• _WHAT TO DO_
Write out the listing word for word, starting at its first line and ending with the line "(0, 244), (640, 426)", including both.

START EXTRACTED ENTRIES

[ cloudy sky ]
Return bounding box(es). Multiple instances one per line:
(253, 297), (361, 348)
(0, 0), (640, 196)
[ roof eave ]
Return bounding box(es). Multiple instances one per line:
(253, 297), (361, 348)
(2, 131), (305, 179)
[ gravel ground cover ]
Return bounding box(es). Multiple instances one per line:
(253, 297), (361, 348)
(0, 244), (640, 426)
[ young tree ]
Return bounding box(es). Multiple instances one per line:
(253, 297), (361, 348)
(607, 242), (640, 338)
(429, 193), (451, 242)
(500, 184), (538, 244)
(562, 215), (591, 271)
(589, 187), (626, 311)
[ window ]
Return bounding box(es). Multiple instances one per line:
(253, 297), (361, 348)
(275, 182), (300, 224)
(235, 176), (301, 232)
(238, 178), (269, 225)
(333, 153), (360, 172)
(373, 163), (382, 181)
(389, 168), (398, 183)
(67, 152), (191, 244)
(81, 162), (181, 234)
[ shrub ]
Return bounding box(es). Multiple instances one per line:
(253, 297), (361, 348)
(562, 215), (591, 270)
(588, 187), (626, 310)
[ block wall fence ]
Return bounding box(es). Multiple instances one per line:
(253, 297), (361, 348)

END EXTRACTED ENTRIES

• _RESULT FOR THIS EXERCISE_
[ cloudy sky ]
Return bounding box(es). Multiple instances one per line:
(253, 297), (361, 348)
(0, 0), (640, 196)
[ roof eave ]
Return bounding box(es). Multiple instances one per line:
(253, 297), (361, 348)
(2, 131), (305, 179)
[ gravel ground cover ]
Return bounding box(es). Multiple instances one per line:
(253, 297), (361, 348)
(0, 244), (640, 426)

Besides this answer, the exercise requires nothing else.